» **Extract to read**:
++++++

I converted a double door freezer by removing the middle partision and fitting a fan in a hole I cut on top. At the bottom i drilled a few holes for the air to flow through.and a 100 watt globe at the bottom.The doors seal to keep everything out. i live at the coast and this unit works 100% for biltong and sausage.
Hi John. Would it be okay to add a 60w light bulb in the cardboard box biltong maker?
Thank you very much for the advice mate.
Hi Altus. Yes, I think that would work. In that case, leave the top of the box open for air to exit, and cut holes in the box around the bottom (on the level of the bulb) for air to enter the box. I’ve never done it like this, but I think the air warmed by the bulb will rise, escape out the top, and also create a type of vacuum to suck new air in via the holes in the bottom. This should then create the airflow that you need to dry the meat. I’d love to hear feedback from you after trying this. 🙂
I have made myself a Biltong box, out of a old Fridge, It works well, Nice and easy to Clean. Light and Fan. But I need to dry out the air more. because I am on the coast. It gets very humid during summer months
Piet, if you live in the US where homes have air-conditioners, move your box inside the house where the air won’t be so humid.

++++++

» **Task objective**:
Continue the comment thread on homemade biltong drying boxes from its last comment. You won't need the records.

» **Saved entries**:
++++++

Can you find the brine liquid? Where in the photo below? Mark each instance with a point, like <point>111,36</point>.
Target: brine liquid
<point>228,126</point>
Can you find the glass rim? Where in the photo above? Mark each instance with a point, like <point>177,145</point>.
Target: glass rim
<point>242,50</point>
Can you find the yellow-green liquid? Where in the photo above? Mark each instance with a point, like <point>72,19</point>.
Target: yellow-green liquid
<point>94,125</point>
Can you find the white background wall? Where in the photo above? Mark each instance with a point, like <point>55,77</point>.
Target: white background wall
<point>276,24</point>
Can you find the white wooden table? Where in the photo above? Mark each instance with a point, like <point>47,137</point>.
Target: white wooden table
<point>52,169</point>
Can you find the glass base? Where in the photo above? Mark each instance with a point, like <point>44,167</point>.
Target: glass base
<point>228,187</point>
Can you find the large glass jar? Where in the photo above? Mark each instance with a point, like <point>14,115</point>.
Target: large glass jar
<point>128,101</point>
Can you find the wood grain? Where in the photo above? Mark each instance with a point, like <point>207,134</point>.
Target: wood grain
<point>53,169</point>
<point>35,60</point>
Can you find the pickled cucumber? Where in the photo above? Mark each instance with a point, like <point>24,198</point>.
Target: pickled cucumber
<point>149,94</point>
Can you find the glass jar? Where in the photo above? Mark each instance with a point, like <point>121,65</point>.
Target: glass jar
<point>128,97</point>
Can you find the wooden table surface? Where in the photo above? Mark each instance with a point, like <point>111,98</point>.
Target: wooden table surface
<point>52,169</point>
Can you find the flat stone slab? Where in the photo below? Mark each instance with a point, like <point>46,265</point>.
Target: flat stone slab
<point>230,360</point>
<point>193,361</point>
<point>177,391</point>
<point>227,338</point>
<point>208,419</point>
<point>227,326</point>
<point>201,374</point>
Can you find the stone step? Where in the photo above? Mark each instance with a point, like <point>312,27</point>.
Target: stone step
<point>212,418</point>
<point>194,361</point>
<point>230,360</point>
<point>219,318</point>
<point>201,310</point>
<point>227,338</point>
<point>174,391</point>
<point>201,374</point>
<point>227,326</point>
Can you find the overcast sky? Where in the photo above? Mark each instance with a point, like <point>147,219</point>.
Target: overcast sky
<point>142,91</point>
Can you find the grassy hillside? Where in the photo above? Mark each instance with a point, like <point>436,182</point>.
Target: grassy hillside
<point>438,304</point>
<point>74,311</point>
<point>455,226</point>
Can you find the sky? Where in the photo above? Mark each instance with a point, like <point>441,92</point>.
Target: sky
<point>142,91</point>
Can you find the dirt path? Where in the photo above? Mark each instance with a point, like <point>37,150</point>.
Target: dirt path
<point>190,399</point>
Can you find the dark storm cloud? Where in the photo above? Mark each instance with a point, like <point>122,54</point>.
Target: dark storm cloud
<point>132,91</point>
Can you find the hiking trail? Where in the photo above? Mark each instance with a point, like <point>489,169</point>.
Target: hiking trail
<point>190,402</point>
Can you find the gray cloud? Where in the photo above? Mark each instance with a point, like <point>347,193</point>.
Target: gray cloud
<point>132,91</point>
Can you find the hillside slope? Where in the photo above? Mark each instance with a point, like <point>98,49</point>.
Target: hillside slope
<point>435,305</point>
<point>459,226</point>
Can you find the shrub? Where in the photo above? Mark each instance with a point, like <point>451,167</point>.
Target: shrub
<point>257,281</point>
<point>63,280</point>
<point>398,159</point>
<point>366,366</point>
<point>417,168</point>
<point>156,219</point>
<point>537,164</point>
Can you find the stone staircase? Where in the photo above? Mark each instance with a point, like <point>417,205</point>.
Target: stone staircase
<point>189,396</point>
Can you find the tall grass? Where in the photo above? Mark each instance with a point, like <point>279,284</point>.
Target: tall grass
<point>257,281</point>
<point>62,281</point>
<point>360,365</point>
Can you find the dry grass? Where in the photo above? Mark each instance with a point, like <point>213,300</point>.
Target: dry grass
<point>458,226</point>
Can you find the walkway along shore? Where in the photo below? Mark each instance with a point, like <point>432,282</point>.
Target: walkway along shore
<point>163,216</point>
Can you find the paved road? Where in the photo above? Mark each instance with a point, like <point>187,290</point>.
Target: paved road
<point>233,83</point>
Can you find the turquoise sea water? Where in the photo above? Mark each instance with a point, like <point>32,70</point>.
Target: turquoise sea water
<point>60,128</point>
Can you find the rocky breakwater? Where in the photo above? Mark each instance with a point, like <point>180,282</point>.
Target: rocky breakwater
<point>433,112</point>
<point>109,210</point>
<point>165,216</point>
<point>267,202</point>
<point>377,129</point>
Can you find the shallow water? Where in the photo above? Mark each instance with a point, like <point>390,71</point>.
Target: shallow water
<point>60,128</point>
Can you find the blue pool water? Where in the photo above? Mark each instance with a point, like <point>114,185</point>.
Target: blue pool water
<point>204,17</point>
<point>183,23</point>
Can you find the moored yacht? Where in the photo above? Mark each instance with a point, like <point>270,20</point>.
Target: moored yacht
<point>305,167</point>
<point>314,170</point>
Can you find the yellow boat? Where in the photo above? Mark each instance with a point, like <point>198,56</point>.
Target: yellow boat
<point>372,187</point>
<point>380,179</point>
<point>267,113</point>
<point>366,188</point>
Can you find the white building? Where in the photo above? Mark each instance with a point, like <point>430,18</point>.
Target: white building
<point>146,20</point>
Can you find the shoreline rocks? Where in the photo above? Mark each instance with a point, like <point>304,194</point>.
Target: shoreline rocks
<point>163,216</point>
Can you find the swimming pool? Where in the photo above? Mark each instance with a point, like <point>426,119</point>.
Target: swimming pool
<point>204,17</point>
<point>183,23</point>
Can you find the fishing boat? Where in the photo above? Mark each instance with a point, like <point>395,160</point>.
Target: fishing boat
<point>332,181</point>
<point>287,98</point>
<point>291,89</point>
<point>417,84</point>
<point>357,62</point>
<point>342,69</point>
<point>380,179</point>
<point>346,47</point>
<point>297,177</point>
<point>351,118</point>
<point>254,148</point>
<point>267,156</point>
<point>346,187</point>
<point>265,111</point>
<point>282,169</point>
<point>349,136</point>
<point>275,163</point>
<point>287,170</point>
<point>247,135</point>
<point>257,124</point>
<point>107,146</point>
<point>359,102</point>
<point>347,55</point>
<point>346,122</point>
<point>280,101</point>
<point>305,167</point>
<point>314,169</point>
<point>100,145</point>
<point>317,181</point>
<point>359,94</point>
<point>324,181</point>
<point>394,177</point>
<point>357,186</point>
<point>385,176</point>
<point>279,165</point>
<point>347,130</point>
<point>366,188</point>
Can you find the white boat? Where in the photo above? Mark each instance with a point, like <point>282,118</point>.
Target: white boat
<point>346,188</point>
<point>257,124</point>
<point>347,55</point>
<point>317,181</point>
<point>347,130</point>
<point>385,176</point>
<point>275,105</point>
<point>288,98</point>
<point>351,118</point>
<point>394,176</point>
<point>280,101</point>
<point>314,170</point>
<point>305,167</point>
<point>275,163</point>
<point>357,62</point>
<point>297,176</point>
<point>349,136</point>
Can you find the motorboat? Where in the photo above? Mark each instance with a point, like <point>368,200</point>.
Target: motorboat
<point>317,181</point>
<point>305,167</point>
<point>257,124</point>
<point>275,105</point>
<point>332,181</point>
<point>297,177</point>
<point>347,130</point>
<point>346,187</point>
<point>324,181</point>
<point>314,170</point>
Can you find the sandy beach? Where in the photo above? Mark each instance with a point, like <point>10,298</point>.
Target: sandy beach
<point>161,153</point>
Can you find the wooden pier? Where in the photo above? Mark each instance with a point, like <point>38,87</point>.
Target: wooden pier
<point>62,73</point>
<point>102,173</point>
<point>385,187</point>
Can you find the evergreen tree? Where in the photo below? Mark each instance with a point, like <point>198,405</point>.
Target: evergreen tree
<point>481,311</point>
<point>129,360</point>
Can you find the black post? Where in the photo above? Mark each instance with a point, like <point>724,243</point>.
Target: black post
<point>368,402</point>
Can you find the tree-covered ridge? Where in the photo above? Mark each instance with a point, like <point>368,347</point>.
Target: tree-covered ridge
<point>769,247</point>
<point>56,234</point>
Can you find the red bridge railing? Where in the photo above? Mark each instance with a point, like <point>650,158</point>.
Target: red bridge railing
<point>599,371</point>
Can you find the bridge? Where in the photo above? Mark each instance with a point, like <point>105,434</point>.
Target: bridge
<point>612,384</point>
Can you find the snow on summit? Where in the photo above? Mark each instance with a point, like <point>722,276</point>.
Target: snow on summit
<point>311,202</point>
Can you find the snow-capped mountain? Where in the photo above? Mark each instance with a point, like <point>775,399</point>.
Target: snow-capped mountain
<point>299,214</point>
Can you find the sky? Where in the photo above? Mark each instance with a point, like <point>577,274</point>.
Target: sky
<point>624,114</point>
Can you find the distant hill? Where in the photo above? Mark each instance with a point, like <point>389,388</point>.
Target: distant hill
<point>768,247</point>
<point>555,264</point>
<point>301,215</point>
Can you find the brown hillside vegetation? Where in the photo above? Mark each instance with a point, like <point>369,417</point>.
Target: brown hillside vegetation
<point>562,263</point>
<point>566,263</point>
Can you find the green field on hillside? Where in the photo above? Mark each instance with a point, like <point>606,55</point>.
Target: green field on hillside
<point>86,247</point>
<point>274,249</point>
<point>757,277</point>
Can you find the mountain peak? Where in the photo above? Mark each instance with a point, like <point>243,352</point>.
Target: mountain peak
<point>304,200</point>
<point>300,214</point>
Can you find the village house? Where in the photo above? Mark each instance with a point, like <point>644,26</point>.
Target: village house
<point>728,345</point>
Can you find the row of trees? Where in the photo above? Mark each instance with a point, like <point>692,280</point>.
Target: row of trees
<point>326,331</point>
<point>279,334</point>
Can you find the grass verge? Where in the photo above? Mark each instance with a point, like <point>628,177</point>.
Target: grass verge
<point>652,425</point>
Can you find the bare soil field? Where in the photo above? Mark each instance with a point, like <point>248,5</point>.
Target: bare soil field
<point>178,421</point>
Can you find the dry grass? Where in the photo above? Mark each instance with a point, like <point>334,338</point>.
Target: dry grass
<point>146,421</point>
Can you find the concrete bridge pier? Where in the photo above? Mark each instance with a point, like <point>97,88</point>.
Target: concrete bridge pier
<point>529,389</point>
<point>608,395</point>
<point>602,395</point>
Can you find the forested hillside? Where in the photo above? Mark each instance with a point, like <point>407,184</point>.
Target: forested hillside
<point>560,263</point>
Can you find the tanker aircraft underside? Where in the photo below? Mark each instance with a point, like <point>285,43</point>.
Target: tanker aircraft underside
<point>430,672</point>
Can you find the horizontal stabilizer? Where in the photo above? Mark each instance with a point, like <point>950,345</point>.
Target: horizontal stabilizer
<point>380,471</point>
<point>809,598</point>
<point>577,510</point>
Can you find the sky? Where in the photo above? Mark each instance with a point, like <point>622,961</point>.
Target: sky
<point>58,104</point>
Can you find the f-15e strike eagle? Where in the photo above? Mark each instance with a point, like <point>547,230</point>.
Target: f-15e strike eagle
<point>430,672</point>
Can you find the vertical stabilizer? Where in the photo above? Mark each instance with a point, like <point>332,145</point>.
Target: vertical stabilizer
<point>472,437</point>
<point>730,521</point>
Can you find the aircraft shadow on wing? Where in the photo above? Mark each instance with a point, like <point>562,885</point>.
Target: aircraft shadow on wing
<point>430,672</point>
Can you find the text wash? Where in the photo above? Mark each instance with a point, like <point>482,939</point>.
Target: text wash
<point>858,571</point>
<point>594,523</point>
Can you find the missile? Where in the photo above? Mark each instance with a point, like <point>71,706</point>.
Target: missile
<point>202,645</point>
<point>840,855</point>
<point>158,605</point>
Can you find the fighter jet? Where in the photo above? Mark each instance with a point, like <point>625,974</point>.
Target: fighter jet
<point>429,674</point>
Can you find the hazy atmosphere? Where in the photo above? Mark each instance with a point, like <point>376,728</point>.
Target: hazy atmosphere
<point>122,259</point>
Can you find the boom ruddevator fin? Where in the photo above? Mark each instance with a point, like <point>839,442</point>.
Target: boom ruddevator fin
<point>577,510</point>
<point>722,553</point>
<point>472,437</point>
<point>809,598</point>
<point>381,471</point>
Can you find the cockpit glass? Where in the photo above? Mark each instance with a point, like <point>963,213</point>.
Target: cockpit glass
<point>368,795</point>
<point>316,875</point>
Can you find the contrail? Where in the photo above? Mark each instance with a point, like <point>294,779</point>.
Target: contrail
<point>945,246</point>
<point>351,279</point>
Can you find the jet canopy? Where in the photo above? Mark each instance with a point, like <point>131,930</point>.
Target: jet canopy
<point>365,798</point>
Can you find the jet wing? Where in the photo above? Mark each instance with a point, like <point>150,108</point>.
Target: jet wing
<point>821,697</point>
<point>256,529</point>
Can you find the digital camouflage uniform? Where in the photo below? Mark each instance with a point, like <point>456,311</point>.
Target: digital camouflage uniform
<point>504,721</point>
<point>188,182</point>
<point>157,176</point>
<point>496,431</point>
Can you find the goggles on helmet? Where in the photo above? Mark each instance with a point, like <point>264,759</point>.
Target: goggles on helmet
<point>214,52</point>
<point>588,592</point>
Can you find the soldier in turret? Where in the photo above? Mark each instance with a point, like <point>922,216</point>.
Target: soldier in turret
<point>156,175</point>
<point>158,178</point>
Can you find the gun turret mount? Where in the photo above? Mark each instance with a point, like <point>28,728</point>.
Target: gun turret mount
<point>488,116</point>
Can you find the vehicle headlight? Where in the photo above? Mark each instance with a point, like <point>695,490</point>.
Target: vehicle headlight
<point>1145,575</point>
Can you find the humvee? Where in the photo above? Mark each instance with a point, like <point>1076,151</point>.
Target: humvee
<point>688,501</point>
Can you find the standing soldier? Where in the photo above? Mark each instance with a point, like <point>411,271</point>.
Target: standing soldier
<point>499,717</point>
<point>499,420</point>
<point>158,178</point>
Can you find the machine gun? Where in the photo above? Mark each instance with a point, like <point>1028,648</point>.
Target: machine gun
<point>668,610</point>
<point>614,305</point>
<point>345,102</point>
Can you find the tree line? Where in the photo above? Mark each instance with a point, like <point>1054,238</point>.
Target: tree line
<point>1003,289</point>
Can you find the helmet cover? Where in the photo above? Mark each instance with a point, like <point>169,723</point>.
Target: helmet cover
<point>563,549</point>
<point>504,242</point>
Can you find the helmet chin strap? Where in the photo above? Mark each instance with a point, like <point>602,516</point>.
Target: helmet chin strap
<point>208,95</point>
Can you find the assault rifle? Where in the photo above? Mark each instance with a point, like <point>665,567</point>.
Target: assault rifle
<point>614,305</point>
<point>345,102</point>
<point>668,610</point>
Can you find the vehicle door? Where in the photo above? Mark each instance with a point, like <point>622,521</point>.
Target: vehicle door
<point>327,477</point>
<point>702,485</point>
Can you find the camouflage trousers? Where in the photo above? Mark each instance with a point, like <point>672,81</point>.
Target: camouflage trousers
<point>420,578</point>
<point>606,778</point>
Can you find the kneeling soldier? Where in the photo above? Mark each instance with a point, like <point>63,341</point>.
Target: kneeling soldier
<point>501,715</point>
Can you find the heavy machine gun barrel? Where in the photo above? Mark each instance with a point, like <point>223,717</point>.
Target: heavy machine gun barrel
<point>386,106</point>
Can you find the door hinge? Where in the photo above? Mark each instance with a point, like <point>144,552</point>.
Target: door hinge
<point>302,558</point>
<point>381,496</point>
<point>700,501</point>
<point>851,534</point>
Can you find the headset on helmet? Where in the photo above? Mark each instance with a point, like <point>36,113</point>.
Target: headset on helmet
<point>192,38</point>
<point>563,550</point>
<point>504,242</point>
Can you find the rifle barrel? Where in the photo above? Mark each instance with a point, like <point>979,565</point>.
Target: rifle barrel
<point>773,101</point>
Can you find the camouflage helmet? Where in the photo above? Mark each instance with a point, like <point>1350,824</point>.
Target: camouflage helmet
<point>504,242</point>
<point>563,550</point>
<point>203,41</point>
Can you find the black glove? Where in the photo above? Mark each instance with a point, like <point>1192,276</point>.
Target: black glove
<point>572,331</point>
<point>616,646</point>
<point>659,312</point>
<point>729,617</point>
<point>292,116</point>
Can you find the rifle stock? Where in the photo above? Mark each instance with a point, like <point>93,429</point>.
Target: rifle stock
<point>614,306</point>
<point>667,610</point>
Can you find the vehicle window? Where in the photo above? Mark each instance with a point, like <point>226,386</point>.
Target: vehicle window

++++++

» **Response area**:
piet can you please share a bit how ypu made it with the fridge
i live in Namibia and thank you for useful info on the boxes, but i want to go bigger i have a single door fridge not in working condition …please any info will do….should i drill the hole on top of the fridge( fan) and put the bulb at botton? and on the sides should i drill hole for air escape….
I’m about to try and make a Biltong box and have had an idea I’d like to run past you all. I’m planning on using an old PC power supply. Not only does it have a pair of fans to assist moving air around it’ll warm the air up before blowing it in and I can use it to power an additional exhaust fan for extra air movement. It also has slots for filer media to stop dust. Sounds feasible? Can you see any reasons why it wouldn’t work in the UK?
It sounds like it will work. Let us know your results.
Hi guys im from sydney oz. I bought a boltong maker only makes 9 pieces, its not enough haha but wow i just love the stuff, i think i will make that timber box so i can make more haha is there any good recipes anybody wants to share to all of us biltong lovers.much appreciate.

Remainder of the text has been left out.